=== What you should do ===
Return each line of the items below that contains the string "strap".

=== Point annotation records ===
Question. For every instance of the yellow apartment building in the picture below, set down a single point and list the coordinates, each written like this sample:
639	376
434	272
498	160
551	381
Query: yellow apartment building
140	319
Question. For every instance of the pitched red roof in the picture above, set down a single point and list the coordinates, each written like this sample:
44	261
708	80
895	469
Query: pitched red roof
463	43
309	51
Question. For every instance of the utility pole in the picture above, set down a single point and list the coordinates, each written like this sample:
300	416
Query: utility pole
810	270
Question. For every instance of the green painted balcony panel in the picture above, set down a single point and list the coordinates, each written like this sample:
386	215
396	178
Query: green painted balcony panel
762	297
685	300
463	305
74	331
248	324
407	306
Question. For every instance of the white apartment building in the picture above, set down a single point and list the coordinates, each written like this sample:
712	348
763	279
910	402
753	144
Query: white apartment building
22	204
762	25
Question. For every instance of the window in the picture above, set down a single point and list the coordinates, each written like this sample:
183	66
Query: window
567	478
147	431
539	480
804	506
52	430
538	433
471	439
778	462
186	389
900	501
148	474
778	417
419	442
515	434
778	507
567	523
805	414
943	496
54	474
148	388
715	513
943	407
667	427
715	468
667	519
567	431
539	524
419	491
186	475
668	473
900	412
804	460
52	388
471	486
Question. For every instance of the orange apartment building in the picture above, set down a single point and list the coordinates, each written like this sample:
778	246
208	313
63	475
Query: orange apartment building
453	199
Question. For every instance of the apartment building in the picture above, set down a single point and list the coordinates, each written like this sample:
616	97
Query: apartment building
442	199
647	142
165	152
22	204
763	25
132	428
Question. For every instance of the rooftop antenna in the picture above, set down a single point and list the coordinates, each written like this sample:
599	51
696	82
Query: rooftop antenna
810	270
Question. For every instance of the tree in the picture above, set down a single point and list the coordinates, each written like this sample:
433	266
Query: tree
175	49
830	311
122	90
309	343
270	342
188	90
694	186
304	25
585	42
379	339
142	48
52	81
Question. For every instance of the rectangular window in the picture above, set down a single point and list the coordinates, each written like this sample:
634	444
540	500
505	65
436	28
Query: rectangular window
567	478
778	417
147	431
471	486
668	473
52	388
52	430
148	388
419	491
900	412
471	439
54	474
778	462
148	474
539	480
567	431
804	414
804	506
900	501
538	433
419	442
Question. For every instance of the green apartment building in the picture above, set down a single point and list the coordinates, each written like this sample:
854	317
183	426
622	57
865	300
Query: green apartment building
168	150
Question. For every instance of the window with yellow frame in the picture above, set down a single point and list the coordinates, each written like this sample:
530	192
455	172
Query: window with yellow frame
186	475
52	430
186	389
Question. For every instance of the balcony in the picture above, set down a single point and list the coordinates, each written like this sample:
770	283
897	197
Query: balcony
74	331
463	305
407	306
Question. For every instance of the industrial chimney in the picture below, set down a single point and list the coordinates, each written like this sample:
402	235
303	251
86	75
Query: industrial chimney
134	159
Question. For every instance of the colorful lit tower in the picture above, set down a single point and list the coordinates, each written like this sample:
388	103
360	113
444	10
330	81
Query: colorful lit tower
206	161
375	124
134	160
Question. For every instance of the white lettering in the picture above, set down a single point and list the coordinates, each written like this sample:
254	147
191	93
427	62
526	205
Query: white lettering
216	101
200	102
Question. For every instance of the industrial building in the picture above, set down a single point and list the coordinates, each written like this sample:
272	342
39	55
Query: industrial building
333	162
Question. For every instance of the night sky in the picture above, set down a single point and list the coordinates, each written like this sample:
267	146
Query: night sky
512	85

==

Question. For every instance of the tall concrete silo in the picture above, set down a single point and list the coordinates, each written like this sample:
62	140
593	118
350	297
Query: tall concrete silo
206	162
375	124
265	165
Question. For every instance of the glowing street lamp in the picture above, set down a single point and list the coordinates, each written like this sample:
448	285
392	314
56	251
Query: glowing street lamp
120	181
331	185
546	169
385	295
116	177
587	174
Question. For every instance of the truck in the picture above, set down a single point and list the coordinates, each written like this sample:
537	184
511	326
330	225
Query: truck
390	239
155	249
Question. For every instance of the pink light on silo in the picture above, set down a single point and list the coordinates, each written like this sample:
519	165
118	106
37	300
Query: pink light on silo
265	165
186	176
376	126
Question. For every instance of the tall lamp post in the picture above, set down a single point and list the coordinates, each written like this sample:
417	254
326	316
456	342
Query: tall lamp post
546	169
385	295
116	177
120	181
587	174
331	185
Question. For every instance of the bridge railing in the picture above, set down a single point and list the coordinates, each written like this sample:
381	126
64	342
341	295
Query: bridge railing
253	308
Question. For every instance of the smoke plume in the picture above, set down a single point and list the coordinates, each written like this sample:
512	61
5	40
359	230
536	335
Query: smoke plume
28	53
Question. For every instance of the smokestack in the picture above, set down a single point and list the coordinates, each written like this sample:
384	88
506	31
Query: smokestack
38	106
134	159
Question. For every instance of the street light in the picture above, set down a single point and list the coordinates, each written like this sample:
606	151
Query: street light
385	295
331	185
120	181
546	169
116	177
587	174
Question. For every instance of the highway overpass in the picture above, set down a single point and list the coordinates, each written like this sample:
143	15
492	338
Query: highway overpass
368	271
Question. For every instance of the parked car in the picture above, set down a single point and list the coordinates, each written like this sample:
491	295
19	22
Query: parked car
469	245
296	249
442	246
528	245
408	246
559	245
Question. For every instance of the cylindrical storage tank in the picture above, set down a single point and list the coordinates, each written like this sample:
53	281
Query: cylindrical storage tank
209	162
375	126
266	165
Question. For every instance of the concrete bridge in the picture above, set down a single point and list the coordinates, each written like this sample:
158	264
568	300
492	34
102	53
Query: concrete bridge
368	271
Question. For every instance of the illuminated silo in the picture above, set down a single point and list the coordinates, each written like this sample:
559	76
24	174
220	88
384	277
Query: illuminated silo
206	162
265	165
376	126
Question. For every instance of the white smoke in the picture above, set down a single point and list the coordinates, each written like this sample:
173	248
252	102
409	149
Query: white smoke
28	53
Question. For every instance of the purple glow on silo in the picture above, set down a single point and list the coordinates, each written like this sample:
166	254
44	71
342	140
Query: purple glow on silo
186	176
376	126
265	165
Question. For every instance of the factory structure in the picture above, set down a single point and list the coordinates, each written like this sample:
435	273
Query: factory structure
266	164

---

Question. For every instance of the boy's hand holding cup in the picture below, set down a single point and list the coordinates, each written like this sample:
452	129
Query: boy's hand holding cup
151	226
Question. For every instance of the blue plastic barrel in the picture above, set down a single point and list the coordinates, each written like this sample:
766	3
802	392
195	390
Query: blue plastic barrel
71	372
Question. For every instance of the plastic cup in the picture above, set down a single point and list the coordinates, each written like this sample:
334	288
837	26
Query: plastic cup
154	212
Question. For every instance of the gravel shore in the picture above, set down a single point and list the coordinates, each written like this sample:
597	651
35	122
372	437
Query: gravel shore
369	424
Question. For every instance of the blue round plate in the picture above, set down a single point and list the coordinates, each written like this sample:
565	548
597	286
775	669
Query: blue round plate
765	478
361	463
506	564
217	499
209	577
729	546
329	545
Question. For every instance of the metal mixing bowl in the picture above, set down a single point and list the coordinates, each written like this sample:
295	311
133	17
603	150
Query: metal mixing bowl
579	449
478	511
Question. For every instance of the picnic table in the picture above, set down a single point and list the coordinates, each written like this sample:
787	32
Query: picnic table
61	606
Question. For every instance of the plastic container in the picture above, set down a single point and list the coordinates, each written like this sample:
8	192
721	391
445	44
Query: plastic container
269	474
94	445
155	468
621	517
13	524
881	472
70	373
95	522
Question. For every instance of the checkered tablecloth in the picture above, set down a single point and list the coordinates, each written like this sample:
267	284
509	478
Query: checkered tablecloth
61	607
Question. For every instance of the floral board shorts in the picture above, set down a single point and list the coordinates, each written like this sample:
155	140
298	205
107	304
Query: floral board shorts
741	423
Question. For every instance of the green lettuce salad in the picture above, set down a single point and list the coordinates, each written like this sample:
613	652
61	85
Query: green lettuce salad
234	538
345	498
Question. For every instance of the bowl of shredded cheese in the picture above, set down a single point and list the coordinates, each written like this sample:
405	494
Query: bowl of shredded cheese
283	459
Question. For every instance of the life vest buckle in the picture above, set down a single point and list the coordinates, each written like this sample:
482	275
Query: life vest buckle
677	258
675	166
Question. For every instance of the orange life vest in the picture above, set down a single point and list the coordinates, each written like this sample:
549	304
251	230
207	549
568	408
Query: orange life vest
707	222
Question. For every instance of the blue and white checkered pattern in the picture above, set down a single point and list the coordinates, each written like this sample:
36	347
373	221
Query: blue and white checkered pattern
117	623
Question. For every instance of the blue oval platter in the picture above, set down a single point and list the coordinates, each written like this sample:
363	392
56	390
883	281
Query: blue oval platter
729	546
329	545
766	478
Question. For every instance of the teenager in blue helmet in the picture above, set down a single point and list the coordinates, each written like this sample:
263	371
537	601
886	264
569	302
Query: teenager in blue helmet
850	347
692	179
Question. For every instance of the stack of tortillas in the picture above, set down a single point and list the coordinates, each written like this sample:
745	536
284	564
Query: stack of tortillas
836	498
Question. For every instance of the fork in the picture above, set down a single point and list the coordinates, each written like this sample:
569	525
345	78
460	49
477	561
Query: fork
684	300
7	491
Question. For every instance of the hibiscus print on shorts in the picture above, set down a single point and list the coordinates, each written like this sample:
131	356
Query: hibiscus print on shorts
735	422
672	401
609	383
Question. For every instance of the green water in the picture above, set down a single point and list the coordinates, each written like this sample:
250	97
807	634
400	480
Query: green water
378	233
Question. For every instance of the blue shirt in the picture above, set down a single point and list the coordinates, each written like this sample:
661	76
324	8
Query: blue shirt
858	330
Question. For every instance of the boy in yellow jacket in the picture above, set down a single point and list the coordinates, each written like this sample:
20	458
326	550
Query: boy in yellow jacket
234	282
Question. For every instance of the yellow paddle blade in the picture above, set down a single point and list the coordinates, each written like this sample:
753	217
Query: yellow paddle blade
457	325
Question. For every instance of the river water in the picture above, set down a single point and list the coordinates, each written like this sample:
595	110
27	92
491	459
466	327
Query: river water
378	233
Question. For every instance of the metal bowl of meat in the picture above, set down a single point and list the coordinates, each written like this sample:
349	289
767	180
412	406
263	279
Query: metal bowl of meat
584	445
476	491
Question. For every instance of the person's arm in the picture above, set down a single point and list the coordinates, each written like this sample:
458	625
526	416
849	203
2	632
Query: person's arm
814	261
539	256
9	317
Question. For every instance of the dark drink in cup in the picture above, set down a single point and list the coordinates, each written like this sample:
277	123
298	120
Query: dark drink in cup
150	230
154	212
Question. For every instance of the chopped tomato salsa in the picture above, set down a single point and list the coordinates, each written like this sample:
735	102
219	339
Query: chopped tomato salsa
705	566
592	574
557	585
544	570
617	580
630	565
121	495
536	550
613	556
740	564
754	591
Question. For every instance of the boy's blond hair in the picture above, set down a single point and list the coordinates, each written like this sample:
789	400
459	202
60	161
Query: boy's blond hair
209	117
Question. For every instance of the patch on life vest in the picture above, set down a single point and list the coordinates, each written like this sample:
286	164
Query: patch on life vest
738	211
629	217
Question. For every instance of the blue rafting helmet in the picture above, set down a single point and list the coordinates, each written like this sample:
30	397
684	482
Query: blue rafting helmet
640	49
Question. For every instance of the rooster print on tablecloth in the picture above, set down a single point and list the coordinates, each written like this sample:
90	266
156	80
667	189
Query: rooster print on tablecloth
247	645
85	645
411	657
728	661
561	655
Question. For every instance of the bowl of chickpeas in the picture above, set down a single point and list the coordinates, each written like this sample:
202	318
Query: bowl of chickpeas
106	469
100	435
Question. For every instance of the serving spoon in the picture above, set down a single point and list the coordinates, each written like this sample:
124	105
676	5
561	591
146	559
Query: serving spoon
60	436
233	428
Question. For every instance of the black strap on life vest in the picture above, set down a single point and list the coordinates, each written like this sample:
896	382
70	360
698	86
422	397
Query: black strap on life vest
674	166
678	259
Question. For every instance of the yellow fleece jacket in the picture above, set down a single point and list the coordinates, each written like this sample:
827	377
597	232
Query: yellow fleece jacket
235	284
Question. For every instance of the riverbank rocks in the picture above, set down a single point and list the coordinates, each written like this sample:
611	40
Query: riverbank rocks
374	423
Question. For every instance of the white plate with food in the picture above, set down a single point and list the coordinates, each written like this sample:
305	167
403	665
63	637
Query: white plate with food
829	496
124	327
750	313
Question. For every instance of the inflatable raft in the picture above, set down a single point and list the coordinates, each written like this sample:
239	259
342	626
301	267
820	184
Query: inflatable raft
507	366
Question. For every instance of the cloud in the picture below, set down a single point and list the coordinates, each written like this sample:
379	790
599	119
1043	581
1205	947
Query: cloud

=== Answer to this exercise ===
Question. For every instance of the black strap on life vest in the picture above, set down a single point and list the coordinates, each written like this sample:
Query: black strap on life vest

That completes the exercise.